(Dataset excerpt)

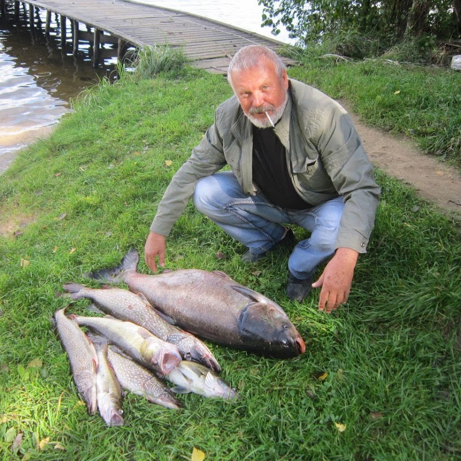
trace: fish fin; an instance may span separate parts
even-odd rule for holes
[[[241,285],[233,285],[231,286],[236,291],[238,291],[241,295],[244,296],[247,296],[253,301],[257,303],[264,303],[267,304],[264,297],[262,295],[260,294],[257,291],[252,290],[251,288],[247,288]]]
[[[94,272],[88,272],[84,276],[100,282],[119,283],[123,281],[123,273],[127,270],[136,271],[139,261],[138,252],[135,248],[132,248],[125,255],[118,266],[109,269],[100,269]]]
[[[104,314],[105,312],[101,310],[98,307],[97,307],[95,304],[90,304],[89,306],[87,306],[88,310],[91,310],[92,312],[96,312],[98,313]]]
[[[173,320],[173,319],[171,318],[169,316],[167,316],[166,314],[163,313],[161,311],[159,310],[156,307],[154,307],[149,301],[149,300],[146,298],[146,297],[141,292],[137,292],[136,294],[143,301],[145,301],[146,307],[149,307],[154,311],[158,316],[161,317],[163,319],[165,322],[169,323],[170,325],[174,325],[175,321]]]
[[[188,394],[191,392],[189,389],[186,389],[185,387],[181,387],[180,386],[172,387],[171,390],[176,394]]]
[[[227,274],[225,272],[222,272],[221,270],[214,270],[213,274],[216,274],[216,275],[220,276],[224,279],[230,279],[231,280],[232,280]]]
[[[64,288],[66,291],[69,291],[70,293],[77,293],[80,291],[80,290],[83,289],[85,287],[80,283],[65,283],[62,285],[62,288]]]

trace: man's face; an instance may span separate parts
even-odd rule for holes
[[[280,79],[274,65],[264,60],[247,70],[234,71],[232,83],[243,112],[253,124],[260,128],[271,127],[266,112],[274,123],[282,117],[288,97],[285,70]]]

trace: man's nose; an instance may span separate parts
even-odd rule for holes
[[[264,103],[264,97],[262,91],[255,91],[253,93],[253,107],[260,107]]]

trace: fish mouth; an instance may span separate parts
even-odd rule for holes
[[[298,350],[299,351],[300,354],[303,354],[306,352],[306,343],[301,336],[298,336],[295,340],[295,342],[296,343],[296,345],[298,346]]]

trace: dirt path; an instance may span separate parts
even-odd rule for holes
[[[457,170],[422,154],[410,140],[366,127],[350,113],[374,164],[410,184],[422,196],[443,210],[461,216],[461,175]],[[47,134],[47,131],[39,131],[37,137],[43,138]],[[32,142],[34,139],[27,140]],[[11,160],[9,157],[0,155],[0,175]]]
[[[366,127],[349,113],[373,164],[411,185],[443,210],[461,216],[461,175],[457,170],[422,154],[411,140]]]

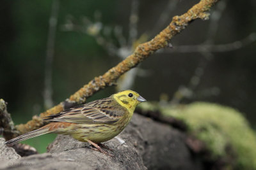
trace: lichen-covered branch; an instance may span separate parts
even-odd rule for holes
[[[205,13],[218,0],[201,0],[186,13],[180,16],[175,16],[171,23],[152,40],[139,45],[134,53],[120,62],[117,66],[108,70],[105,74],[95,77],[88,84],[72,95],[69,99],[51,109],[42,113],[39,117],[34,117],[26,124],[17,126],[20,134],[36,129],[43,125],[42,117],[56,113],[65,109],[84,103],[86,99],[96,92],[108,86],[115,84],[116,80],[124,73],[136,67],[156,50],[168,45],[170,40],[179,33],[191,21],[201,18],[206,20],[209,14]]]
[[[0,99],[0,134],[3,134],[6,139],[11,139],[17,136],[19,132],[15,130],[11,115],[7,112],[6,102]]]

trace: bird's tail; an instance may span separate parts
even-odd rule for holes
[[[33,131],[28,132],[26,134],[22,134],[15,138],[10,139],[4,142],[5,144],[8,145],[13,145],[19,141],[24,141],[28,139],[30,139],[42,134],[47,134],[52,132],[52,131],[49,131],[49,128],[45,128],[45,127],[42,127],[38,129],[35,130]]]

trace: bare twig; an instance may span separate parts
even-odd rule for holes
[[[207,38],[202,45],[210,45],[214,41],[214,38],[217,32],[218,23],[225,6],[226,1],[221,1],[217,4],[216,10],[212,12],[212,17],[210,20]],[[199,62],[197,67],[194,71],[194,74],[190,78],[188,85],[187,86],[180,86],[178,90],[175,92],[174,96],[171,101],[172,104],[177,104],[184,97],[189,98],[195,95],[195,89],[200,82],[206,66],[209,60],[214,57],[214,55],[207,50],[204,49],[204,50],[200,52],[204,57],[201,59]]]
[[[136,67],[156,50],[164,48],[168,41],[177,34],[180,32],[193,20],[197,18],[206,20],[208,11],[218,0],[201,0],[188,12],[180,16],[173,17],[172,22],[152,40],[139,45],[134,53],[120,62],[117,66],[108,70],[102,76],[95,77],[69,99],[40,115],[40,118],[35,118],[26,124],[20,124],[17,129],[20,134],[36,129],[43,125],[41,118],[63,111],[75,105],[84,103],[86,99],[100,89],[115,83],[116,80],[124,73]]]
[[[128,41],[128,43],[131,46],[132,46],[138,36],[137,25],[139,20],[140,0],[132,0],[131,5]]]
[[[49,20],[49,32],[47,48],[45,60],[45,74],[44,81],[44,102],[46,109],[53,106],[52,88],[52,60],[54,54],[55,34],[58,22],[58,13],[59,9],[59,0],[52,2],[52,11]]]

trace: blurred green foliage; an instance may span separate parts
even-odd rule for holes
[[[154,0],[140,1],[139,36],[143,33],[149,38],[154,36],[170,22],[173,16],[182,13],[198,2],[179,1],[175,10],[168,14],[170,18],[163,25],[157,25],[156,23],[160,20],[159,16],[168,1],[160,1],[156,3]],[[42,93],[52,4],[52,1],[38,0],[1,2],[0,97],[8,103],[8,110],[15,124],[24,124],[33,115],[45,110]],[[256,15],[252,15],[255,3],[252,1],[227,1],[214,43],[233,42],[256,30],[254,22]],[[84,17],[93,21],[95,11],[99,11],[102,14],[100,21],[103,25],[111,28],[117,25],[122,26],[124,36],[127,38],[130,8],[129,0],[60,1],[52,63],[54,104],[64,101],[93,77],[102,74],[120,60],[117,57],[108,55],[92,36],[79,31],[64,31],[63,25],[66,24],[67,18],[71,17],[76,24],[81,25]],[[173,46],[202,43],[207,36],[209,23],[209,21],[196,21],[191,24],[182,34],[175,37],[172,42]],[[156,32],[150,34],[148,32],[152,30]],[[116,41],[115,38],[111,40]],[[208,63],[201,82],[195,91],[196,94],[200,94],[200,92],[214,87],[219,88],[220,95],[207,97],[195,95],[194,98],[182,102],[204,100],[231,106],[246,113],[253,125],[255,125],[255,43],[238,50],[214,53],[216,57]],[[154,54],[141,65],[149,75],[138,76],[132,90],[139,92],[148,101],[158,100],[162,93],[166,93],[171,99],[180,85],[188,84],[198,63],[204,60],[205,59],[200,53],[195,53]],[[107,88],[88,101],[108,97],[115,91],[114,87]],[[51,134],[45,135],[42,138],[38,137],[29,141],[44,152],[47,143],[53,141],[52,137]],[[44,141],[47,138],[49,139]]]
[[[235,169],[256,169],[255,132],[237,110],[203,102],[180,106],[148,102],[139,107],[145,111],[160,111],[184,122],[188,132],[204,141],[211,151],[211,159],[236,160]]]

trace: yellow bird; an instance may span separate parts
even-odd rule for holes
[[[53,132],[68,134],[88,142],[100,152],[97,145],[111,139],[127,125],[136,107],[146,101],[137,92],[124,90],[102,99],[76,106],[46,117],[52,122],[41,128],[6,141],[8,145],[42,134]]]

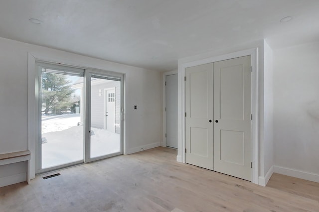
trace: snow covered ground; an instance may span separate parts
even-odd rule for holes
[[[83,126],[78,126],[79,114],[42,116],[42,168],[45,168],[83,159]],[[120,135],[91,128],[92,157],[120,151]]]

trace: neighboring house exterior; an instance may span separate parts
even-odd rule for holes
[[[121,83],[93,78],[91,81],[91,126],[120,134],[121,115]],[[81,89],[81,107],[83,108],[83,78],[72,88]],[[81,121],[84,116],[81,113]]]

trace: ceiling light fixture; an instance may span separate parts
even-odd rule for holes
[[[282,18],[279,22],[280,22],[281,23],[285,23],[286,22],[290,21],[291,20],[293,19],[294,18],[295,18],[295,17],[294,16],[285,17],[284,18]]]
[[[30,18],[29,20],[31,21],[32,23],[35,23],[36,24],[40,24],[42,23],[42,21],[36,18]]]

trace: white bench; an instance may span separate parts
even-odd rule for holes
[[[31,152],[30,152],[29,150],[0,154],[0,166],[21,161],[27,161],[28,166],[26,168],[26,182],[28,184],[29,184],[30,177],[29,176],[29,170],[30,169],[30,154]]]

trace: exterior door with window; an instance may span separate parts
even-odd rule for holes
[[[106,90],[106,129],[115,132],[115,88]]]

• INSTRUCTION: Extract every line of the records that contains the string "fish". Matching must respect case.

• TASK RESULT:
trace: fish fin; an instance may span separate parts
trace: fish mouth; an instance may span separate parts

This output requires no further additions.